■ PAGE EXTRACT ■
The Future of Phenomenology. Naturalization and Phenomenology of Perception

Carmelo Calì


One of the most hotly debated issues, from where the discussion about the features and the usefulness of phenomenology for contemporary scientific and philosophical research has evolved so far, has been the naturalization of phenomenology. The underlying assumption is that to settle the debate is to define to what extent phenomenology is suitable for the framework of the actual cognitive sciences and philosophy of mind paradigms. The debate, involving phenomenologists, post analytic philosophers, psychologists, cognitive scientists and neuroscientists, unavoidably represents a wide range of positions.
  Thus, I am going to outline some of these positions and then argue that Husserlian phenomenology does not have to wait for a radical theoretical reconstruction in order to be taken as able to integrate actual research, though it necessarily demands to let some of its claims drop or at least being reinterpreted in the light of current theoretical, experimental needs.

The Naturalization Problem Continuum

  To discuss some implications of the naturalization problem, I am going to see whether a few positions can be mapped onto a continuum ranging from the most favourable to the less consonant ones. It must be noticed that I am going to take into account neither the claims that phenomenology is something which might be directly ascribed to some brain mechanisms or to some properties of physical matter adequately arranged at the right level of low energy scales, nor the claims that state an absolute skepticism about the possibility of relating phenomenology to contemporary scientific research. I don't aim at covering every position in this controversy, but only to discuss some issues and objections to the naturalization position.
  At one end, we have the Petitot & Varela & Pachoud & Roy (1999) proposal. They claim that Husserlian phenomenology might be used to close the explanatory gap which affects the cognitive sciences, thanks to the descriptions and analyses Husserl carried out, often found to be supporting recent findings. The accounts provided by Husserl of the perspective dependence of the phenomenal world, of consciousness, of intentionality and time-space ordering of experience are supposed to be rich enough to give a satisfactory answer to the question about what kind of relationship holds between a computational and a phenomenological mind raised by Jackendoff (1987). But this could be the case only if Husserlian phenomenology is properly fitted to the explanatory framework of contemporary science, which stands on the claim that every property at stake must be continuous with properties admitted by natural sciences. This claim entails what is dubbed "naturalization of phenomenology" and requests that Husserl's anti-naturalism must be refused, the alleged impossibility of a mathematical formulation of phenomenological descritpions must be abandoned. In a nutshell, the transcendental dimension of phenomenology as it covers the descriptions and analyses with a philosophical interpretation unfit to integrate with those sciences which could turn them to profit must be dropped.

■ CHALLENGE 1 ■
Name every group of researchers that the phenomenology article says is involved in the naturalization debate.

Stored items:

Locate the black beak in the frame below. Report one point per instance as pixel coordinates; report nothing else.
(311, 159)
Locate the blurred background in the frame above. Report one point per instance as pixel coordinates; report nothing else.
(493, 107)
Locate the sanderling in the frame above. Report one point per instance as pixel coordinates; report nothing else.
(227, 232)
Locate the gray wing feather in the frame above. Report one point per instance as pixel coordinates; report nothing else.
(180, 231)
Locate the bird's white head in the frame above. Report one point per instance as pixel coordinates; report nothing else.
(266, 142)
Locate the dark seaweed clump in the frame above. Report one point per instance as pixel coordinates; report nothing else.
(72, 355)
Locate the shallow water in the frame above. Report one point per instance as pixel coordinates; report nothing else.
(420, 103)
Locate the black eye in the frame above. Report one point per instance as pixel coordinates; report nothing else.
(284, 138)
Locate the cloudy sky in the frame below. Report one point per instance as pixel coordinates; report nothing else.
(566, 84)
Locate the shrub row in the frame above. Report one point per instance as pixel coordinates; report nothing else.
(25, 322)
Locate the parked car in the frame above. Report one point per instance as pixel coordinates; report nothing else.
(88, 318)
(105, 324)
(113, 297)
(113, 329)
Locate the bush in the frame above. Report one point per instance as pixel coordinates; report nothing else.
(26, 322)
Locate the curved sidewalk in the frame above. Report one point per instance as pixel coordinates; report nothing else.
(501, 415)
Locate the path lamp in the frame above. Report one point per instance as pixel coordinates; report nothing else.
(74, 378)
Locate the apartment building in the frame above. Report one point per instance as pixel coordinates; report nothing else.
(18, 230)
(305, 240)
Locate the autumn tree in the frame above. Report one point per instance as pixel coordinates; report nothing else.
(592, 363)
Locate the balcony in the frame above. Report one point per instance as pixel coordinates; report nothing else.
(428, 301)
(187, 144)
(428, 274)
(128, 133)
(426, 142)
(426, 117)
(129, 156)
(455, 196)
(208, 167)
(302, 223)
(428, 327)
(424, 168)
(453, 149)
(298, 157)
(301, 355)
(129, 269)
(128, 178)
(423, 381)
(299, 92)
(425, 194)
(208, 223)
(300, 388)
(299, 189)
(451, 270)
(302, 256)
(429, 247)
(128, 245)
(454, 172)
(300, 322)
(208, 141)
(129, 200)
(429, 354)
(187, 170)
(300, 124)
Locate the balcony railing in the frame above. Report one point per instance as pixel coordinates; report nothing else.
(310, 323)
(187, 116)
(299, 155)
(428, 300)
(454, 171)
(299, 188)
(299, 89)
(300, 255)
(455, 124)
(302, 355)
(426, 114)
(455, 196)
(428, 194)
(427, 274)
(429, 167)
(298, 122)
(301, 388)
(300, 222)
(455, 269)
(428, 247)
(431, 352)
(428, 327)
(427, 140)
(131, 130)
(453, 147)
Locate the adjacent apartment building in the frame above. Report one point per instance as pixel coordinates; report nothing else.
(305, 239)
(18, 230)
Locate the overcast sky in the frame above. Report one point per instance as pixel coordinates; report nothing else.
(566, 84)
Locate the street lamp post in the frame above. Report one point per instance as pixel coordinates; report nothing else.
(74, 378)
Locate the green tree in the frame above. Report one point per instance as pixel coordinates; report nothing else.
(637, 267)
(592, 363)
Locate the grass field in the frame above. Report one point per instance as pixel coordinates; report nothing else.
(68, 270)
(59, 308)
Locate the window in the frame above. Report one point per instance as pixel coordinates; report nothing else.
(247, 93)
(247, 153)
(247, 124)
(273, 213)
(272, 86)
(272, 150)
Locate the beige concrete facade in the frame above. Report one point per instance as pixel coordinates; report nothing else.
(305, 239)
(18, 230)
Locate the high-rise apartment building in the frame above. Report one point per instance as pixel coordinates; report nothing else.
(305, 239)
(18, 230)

■ CHALLENGE 2 ■
Rewrite the stretch of stored rows from the line containing "Locate the grass" through the last row, replacing "frame" with "image" and leaving everything else unchanged.

■ EXERCISE RESULT 1 ■
- phenomenologists
- post analytic philosophers
- psychologists
- cognitive scientists
- neuroscientists

■ EXERCISE RESULT 2 ■
Locate the grass field in the image above. Report one point per instance as pixel coordinates; report nothing else.
(68, 270)
(59, 308)
Locate the window in the image above. Report one point per instance as pixel coordinates; report nothing else.
(247, 93)
(247, 153)
(247, 124)
(273, 213)
(272, 86)
(272, 150)
Locate the beige concrete facade in the image above. Report one point per instance as pixel coordinates; report nothing else.
(305, 239)
(18, 230)
Locate the high-rise apartment building in the image above. Report one point per instance as pixel coordinates; report nothing else.
(305, 239)
(18, 230)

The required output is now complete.